===== Предоставленный текст

Опубликовано в журнале Дружба Народов, номер 4, 2021
Василькова Ирина Васильевна — поэт, прозаик, эссеист. Родилась в подмосковных Люберцах. Окончила Геологический ф-т МГУ, Литературный институт им. Горького (семинар Евгения Винокурова) и ф-т психологии Университета Российской Академии Образования. Преподает в школе, руководит детской литературной студией «19 Октября». Автор пяти сборников стихов, в том числе «Южак» (М., 2016) и трех книг прозы, последняя — «Ксенолит и другие повести» (СПб., 2015). Живет в Москве.
Долгожданная книга стихов Натальи Лясковской «Евангельская соль» (М.: «У Никитских ворот», 2020) выпущена столь малым тиражом, что остается только удивляться причудливым предпочтениям нашего времени. Друзьям раздарить — и то не хватит. А поэт Лясковская — редкий.
Сверхплотность — главное свойство поэтического языка автора. Почему я начинаю не со смысла, а с языка? Потому что он затягивает еще до смысла. Язык у Лясковской абсолютно свой. Она никому не подражает, ее просодия легко и естественно вырастает из народной почвы.

==========
===== Предоставленные данные

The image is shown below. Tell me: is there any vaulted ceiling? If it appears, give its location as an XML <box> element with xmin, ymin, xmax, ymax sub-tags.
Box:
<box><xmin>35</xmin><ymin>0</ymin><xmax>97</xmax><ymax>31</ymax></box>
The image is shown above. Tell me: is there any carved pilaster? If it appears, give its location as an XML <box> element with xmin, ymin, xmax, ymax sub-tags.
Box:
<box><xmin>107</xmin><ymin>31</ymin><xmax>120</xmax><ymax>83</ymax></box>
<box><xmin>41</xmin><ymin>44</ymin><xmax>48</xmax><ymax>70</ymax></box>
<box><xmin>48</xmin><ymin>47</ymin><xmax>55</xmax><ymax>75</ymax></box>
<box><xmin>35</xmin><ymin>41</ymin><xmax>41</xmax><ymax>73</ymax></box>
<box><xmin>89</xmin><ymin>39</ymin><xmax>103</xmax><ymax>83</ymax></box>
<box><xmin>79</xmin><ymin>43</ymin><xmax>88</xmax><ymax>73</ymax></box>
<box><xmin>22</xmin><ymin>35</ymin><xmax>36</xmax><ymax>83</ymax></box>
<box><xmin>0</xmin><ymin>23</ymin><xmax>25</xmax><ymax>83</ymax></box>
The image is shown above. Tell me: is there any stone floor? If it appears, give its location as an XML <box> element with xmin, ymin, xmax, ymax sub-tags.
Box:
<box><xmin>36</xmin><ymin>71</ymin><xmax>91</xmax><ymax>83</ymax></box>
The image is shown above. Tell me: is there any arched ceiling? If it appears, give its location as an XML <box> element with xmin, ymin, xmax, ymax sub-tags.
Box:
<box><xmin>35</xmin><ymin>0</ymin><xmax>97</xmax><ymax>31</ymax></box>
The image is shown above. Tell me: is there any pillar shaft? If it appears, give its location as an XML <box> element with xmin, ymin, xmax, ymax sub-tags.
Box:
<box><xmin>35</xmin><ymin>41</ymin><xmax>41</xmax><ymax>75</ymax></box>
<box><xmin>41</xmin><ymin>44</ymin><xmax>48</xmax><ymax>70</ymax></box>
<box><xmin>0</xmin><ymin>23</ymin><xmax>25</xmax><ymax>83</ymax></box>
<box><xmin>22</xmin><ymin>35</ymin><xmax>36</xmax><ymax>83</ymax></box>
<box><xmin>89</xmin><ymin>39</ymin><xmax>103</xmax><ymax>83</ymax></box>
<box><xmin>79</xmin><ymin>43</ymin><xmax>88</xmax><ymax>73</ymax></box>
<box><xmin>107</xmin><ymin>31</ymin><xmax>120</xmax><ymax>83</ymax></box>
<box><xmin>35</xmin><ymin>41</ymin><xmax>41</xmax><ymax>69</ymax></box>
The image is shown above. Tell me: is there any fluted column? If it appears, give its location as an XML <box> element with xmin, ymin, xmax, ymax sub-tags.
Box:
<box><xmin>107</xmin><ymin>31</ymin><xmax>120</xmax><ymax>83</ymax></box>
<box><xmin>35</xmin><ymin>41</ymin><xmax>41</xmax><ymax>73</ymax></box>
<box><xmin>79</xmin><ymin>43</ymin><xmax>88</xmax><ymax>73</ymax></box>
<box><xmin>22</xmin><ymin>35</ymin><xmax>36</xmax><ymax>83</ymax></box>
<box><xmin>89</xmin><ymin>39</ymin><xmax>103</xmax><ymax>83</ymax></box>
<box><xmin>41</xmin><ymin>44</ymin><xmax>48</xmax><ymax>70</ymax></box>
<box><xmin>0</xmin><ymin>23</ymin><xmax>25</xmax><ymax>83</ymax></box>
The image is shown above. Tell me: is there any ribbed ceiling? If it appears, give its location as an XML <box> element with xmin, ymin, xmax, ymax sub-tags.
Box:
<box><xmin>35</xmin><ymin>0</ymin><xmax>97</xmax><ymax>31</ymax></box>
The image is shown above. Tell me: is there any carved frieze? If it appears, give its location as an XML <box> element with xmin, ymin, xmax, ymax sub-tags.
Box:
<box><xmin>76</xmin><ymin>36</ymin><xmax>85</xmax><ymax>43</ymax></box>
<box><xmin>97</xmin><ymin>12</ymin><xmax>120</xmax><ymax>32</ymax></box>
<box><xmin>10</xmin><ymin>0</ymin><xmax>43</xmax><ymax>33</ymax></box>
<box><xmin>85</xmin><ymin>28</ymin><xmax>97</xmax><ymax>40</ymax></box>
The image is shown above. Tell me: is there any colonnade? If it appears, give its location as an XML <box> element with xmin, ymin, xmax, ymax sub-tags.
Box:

==========

* _Что нужно сделать_
a – Почему в отрывке о книге Натальи Лясковской разбор начинается с языка, а не со смысла? Ответьте в одном–трех предложениях.
b – Изложите отрывок о книге Натальи Лясковской в двух предложениях.
c – Продолжите отрывок о книге Натальи Лясковской, начав сразу после его последнего предложения.

* _Ответы ниже_
a – Разбор начинается с языка, потому что язык Лясковской затягивает еще до смысла.

b – Ирина Василькова — поэт, прозаик и эссеист, автор пяти сборников стихов и трех книг прозы; она преподает в школе и живет в Москве. Книга стихов Натальи Лясковской «Евангельская соль» вышла очень малым тиражом, а главное свойство ее поэтического языка — сверхплотность: этот язык абсолютно свой, никому не подражает и вырастает из народной почвы.

c –
Как забыть первое впечатление от стихов двадцатилетней Наташи, услышанных в Литинституте на винокуровском семинаре — помимо яркого метафоризма в них срабатывал звук! В тот же день я, взволнованная, помчалась в больницу навещать друга, к сожалению, рано от нас ушедшего, лучшего знатока и ценителя поэзии в нашем семинаре, взахлеб рассказывала ему о Наташе, читала наизусть ее стихи, которые зачаровали настолько, что запомнились сразу же, вместе с голосом.
«Евангельская соль» построена как единый массив из ста с лишним стихотворений, композиционно не разделенный на части, и это тоже авторский прием. Читателю придется изрядно потрудиться над этой «этнографической глиной», требующей соучастия и сотворчества. И читатель тут требуется особый: получающий особое удовольствие от сложно устроенного текста — любители легкого чтения могут быть свободны. В чем же сложность?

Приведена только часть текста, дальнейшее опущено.